(Exercise requirements) Your answer must be an exact copy of the listing, with the images left out.

(Exercise materials)
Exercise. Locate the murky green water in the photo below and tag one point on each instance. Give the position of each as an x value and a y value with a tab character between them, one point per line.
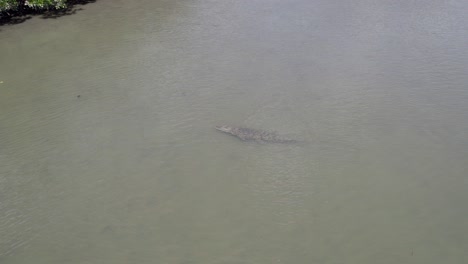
108	152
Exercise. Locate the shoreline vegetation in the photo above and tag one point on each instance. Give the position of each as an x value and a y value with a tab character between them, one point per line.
18	11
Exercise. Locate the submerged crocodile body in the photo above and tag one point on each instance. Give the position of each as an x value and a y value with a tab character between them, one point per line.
254	135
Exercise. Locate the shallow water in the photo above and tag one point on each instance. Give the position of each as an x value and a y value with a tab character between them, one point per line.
108	150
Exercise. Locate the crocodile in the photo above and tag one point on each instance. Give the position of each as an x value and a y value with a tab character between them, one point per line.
249	134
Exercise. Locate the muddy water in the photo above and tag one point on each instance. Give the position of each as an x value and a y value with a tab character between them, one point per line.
108	150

(Response area)
Exercise. Locate the murky green water in the photo below and tag one point on each instance. Give the position of each as an x value and a y value with a tab character between them, one point per line.
108	152
Exercise. Locate the shoreline vegetation in the photo above and tag one point on each instance. Give the position of each as an x value and a y value with a tab character between them, one point per line.
18	11
Exercise. Locate the submerged crocodile body in the photo above and tag one point on each instance. Give the position of each as an x value and a y value with a tab character between them, one point per line.
254	135
Exercise. Locate the shallow water in the photo above and tag one point on each instance. Give the position of each as an x value and a y value with a tab character between them, one point per line.
108	150
Exercise. Locate the crocodile in the photo above and tag one point on each instance. Give the position of each as an x value and a y value with a tab character between them, one point per line.
249	134
Exercise. Locate the muddy water in the photo above and tag one point on each instance. Give the position of each as an x value and a y value with a tab character between them, one point per line.
108	150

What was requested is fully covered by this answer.